+++ Raw data +++

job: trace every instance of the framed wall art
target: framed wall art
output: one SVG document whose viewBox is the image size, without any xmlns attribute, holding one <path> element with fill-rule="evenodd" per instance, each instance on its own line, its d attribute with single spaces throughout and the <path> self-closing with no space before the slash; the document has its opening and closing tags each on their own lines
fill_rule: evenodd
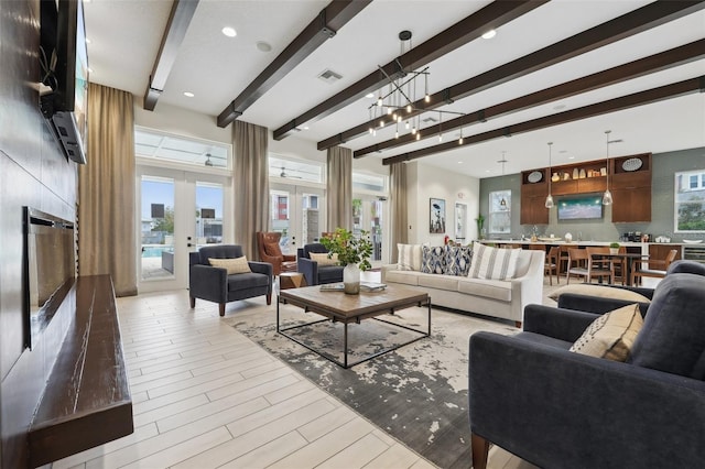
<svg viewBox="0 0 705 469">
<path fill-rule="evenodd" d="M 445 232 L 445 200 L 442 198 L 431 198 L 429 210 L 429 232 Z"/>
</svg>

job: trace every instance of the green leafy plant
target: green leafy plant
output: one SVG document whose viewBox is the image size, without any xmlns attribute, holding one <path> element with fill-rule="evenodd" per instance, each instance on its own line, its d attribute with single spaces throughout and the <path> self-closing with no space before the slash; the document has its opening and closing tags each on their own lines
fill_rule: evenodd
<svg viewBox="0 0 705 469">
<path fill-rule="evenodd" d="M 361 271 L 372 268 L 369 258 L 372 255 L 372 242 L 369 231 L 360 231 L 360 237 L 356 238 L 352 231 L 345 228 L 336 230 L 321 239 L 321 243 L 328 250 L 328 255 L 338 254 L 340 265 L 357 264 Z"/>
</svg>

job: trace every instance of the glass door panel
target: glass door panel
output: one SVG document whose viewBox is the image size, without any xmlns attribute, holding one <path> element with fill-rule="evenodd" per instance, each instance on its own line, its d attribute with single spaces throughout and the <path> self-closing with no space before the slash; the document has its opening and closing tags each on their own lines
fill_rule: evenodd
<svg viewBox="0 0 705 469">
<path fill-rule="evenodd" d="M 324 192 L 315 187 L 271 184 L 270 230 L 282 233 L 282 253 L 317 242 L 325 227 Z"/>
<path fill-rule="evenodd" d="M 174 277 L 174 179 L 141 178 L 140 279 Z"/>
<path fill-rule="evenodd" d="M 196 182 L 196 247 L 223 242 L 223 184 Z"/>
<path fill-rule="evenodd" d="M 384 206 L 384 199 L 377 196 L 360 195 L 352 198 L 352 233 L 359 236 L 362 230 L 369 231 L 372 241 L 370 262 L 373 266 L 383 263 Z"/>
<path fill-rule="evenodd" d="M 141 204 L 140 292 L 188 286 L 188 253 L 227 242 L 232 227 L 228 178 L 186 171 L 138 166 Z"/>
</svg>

+++
+++ Raw data +++

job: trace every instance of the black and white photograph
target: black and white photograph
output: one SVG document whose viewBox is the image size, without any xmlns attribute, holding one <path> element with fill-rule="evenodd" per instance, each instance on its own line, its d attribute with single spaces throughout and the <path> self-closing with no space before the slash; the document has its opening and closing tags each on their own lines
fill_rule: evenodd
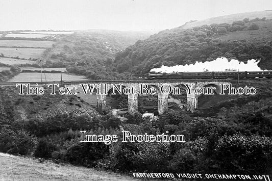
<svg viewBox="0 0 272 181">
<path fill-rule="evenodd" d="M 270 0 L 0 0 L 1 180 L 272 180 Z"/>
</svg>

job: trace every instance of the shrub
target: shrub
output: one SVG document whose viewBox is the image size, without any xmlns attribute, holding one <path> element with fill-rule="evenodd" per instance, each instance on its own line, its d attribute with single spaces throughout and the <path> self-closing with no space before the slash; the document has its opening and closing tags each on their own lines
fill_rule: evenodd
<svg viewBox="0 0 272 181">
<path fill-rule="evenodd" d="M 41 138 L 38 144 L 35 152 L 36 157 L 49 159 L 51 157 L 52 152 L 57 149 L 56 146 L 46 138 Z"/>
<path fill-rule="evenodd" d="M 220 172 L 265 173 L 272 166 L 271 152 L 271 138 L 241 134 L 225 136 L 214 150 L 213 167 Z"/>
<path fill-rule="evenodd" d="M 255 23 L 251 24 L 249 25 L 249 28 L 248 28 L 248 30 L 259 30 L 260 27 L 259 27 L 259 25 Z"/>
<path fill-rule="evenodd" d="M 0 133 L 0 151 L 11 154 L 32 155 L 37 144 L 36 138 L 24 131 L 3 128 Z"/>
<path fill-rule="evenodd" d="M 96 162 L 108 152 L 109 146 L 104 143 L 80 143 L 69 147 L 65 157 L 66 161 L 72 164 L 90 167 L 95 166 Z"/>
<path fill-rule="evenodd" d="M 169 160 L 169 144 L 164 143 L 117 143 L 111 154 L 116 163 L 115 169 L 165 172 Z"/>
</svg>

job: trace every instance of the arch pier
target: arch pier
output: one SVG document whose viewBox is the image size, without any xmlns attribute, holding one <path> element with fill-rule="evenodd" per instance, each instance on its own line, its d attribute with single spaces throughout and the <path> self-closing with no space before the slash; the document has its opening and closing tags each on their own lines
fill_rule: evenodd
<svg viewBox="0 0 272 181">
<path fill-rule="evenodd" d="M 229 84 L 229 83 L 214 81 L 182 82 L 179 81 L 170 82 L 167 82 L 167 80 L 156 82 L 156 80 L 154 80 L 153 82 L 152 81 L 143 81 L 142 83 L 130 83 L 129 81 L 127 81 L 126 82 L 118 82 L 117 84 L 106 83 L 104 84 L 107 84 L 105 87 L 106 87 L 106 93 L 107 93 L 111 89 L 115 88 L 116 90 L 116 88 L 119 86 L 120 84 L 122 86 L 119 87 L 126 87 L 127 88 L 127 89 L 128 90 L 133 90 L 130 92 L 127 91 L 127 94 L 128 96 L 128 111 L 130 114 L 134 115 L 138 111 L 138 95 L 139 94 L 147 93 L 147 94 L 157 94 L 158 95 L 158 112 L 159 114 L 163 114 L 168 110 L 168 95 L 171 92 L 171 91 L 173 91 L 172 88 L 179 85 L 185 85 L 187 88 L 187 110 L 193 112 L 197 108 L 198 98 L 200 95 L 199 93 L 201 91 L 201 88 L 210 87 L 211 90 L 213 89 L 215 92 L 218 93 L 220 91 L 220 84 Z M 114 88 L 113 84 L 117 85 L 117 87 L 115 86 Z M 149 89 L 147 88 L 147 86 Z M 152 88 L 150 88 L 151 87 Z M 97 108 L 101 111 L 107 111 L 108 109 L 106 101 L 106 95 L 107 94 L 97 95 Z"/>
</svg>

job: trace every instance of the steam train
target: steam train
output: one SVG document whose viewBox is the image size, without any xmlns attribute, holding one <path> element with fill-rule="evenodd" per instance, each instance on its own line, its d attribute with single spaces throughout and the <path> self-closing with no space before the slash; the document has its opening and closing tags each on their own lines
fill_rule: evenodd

+++
+++ Raw data +++

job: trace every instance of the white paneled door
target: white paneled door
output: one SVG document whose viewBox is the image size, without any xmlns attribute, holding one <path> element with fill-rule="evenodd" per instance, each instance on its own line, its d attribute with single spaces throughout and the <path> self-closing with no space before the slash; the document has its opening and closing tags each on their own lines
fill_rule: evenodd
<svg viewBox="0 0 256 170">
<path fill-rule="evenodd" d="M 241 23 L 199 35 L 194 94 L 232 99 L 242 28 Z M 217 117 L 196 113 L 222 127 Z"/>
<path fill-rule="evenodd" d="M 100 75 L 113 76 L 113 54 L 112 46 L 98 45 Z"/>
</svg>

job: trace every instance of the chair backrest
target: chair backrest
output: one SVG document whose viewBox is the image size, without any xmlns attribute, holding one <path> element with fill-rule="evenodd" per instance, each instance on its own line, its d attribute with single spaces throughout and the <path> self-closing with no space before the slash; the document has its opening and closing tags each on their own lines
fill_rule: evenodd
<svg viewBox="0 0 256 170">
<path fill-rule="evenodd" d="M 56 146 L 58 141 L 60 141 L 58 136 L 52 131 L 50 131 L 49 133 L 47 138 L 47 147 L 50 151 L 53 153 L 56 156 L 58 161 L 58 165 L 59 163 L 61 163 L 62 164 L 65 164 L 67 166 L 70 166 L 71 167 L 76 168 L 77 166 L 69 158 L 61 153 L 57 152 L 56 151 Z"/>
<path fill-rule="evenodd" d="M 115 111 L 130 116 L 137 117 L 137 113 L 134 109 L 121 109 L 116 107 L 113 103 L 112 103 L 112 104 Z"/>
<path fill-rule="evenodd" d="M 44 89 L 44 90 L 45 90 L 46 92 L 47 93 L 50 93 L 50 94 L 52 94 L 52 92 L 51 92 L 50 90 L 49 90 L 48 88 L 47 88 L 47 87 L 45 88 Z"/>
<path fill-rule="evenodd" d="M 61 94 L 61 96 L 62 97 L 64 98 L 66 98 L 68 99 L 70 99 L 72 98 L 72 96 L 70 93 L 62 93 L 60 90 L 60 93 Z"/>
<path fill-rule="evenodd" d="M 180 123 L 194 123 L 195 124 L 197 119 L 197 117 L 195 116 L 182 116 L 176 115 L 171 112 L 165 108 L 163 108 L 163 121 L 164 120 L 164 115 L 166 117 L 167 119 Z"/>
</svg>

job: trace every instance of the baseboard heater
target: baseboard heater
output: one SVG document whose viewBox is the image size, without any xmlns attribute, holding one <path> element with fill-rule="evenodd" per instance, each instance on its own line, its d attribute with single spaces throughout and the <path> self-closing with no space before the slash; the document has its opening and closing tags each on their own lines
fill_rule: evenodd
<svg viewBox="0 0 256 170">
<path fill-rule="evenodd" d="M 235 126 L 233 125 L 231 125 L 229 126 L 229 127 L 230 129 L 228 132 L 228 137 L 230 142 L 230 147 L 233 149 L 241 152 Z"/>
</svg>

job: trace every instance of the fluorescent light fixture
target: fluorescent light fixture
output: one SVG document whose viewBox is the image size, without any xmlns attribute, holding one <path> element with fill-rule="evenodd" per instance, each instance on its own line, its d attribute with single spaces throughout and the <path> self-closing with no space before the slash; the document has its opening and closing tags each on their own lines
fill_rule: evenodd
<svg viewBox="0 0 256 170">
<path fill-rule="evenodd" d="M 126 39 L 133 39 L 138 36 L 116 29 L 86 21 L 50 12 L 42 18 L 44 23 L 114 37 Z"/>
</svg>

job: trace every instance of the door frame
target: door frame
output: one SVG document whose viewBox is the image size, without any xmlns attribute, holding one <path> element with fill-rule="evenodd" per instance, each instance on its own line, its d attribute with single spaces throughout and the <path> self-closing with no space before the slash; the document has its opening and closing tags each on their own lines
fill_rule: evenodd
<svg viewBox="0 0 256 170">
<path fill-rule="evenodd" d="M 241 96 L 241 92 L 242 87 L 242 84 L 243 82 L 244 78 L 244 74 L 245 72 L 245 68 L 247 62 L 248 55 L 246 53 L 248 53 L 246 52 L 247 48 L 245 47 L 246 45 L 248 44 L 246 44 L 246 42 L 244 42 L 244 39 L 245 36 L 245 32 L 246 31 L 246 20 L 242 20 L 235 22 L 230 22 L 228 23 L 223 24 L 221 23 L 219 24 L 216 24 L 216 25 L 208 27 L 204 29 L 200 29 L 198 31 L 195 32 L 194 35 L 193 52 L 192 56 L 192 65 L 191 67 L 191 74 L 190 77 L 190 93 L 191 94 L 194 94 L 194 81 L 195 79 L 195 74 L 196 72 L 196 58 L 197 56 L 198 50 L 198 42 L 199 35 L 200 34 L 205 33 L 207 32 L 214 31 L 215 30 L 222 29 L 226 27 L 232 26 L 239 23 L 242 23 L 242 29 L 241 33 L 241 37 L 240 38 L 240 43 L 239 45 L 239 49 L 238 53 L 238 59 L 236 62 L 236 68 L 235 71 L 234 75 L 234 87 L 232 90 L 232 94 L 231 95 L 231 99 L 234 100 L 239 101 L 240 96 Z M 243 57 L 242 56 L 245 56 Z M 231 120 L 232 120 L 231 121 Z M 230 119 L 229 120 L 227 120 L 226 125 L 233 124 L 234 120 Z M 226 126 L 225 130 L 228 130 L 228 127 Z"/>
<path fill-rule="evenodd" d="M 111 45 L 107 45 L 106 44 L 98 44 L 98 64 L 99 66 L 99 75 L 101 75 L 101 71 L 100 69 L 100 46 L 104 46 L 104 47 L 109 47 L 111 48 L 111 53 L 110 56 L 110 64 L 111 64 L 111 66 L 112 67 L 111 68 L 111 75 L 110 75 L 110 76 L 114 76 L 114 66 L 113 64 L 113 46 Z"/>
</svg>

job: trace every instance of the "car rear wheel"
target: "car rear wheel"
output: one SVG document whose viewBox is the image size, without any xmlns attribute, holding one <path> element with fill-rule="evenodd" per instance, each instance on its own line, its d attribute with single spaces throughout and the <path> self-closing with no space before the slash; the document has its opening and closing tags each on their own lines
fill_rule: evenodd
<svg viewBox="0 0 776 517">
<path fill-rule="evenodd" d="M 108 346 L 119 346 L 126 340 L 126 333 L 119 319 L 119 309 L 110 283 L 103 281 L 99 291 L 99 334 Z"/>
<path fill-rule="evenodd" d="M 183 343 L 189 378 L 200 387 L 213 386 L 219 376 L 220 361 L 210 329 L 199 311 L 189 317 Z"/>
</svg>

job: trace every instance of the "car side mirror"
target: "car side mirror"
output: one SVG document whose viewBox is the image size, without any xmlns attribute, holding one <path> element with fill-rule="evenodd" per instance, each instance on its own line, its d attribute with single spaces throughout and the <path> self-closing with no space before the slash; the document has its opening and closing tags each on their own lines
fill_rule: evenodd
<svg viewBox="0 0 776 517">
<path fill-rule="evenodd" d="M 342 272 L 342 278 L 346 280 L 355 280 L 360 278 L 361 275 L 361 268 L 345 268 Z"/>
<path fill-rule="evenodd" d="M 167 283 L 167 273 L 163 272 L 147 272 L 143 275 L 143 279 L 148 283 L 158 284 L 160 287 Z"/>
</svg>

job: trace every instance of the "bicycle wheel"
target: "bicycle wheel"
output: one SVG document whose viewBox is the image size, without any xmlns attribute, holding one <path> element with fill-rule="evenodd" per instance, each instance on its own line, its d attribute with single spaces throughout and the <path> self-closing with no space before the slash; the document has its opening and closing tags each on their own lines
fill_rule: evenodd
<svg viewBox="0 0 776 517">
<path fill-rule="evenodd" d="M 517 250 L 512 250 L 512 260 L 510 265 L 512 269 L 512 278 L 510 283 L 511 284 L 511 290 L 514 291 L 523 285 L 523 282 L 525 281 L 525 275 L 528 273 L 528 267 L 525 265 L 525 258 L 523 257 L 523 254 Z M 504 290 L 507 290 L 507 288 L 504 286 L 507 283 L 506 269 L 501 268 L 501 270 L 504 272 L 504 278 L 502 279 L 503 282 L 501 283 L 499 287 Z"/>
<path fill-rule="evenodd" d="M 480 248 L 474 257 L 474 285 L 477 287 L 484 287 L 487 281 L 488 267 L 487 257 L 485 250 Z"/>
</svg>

+++

> [Aim] Change "backrest" to "seat back" in the data running from the line containing "job: trace every instance of the chair" through the line containing "61 94 L 61 96", and return only those lines with nothing else altered.

> [Written answer]
job: trace every instance of the chair seat back
target: chair seat back
output: one SVG document whose viewBox is the image size, without any xmlns attribute, holding one <path> element with fill-rule="evenodd" per instance, each instance on its own line, its d attribute with single spaces throughout and the <path> self-closing with no space before the slash; the document has its opening and closing tags each on their own lines
fill_rule: evenodd
<svg viewBox="0 0 256 170">
<path fill-rule="evenodd" d="M 56 146 L 58 141 L 60 141 L 58 136 L 52 131 L 50 131 L 49 133 L 47 138 L 47 147 L 50 151 L 53 153 L 56 156 L 58 161 L 58 165 L 59 163 L 61 163 L 62 164 L 65 164 L 67 166 L 70 166 L 71 167 L 76 168 L 77 166 L 69 158 L 61 153 L 57 152 L 56 151 Z"/>
<path fill-rule="evenodd" d="M 115 111 L 130 116 L 137 117 L 137 113 L 134 109 L 121 109 L 116 107 L 113 103 L 112 103 L 112 104 Z"/>
<path fill-rule="evenodd" d="M 44 89 L 44 90 L 45 90 L 46 92 L 47 93 L 50 93 L 50 94 L 52 94 L 52 92 L 51 92 L 50 90 L 49 90 L 48 88 L 47 88 L 47 87 L 45 88 Z"/>
<path fill-rule="evenodd" d="M 61 94 L 61 96 L 62 97 L 64 98 L 66 98 L 68 99 L 70 99 L 72 98 L 72 96 L 70 93 L 62 93 L 60 90 L 60 93 Z"/>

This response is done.